- [REQUIRED TASK] Render the data from the line containing "Indicate the white" through the end of the data, both ends included, as a numbered list with blank lines omitted.
[Start of TASK MATERIAL]
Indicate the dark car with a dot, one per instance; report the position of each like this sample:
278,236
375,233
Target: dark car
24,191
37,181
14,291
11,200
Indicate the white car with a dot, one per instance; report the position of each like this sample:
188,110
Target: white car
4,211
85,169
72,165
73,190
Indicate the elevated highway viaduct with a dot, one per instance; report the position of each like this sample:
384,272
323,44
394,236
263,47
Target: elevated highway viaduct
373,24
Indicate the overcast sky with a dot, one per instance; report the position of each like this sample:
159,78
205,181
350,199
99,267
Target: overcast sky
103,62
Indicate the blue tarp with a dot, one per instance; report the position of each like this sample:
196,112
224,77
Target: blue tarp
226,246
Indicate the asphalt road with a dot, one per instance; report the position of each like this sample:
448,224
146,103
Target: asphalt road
[End of TASK MATERIAL]
- [SOLUTION]
1. Indicate the white car with a dot, one per instance; report the position of each like this sample:
2. 188,110
3. Target: white car
4. 4,211
5. 85,169
6. 72,165
7. 73,190
8. Indicate the elevated highway viaduct with a dot, one per instance; report the position of each like this sample:
9. 384,272
10. 323,44
11. 394,236
12. 263,47
13. Target: elevated highway viaduct
14. 373,24
15. Indicate the overcast sky with a dot, one per instance; report the position of each like this sample:
16. 159,78
17. 205,181
18. 350,199
19. 99,267
20. Target: overcast sky
21. 103,62
22. Indicate the blue tarp with a dot, one per instance; report the position of each like this sample:
23. 196,112
24. 224,77
25. Target: blue tarp
26. 226,246
27. Indicate the asphalt road with a dot, one per instance; report the position of each like this sample:
28. 448,224
29. 146,103
30. Target: asphalt road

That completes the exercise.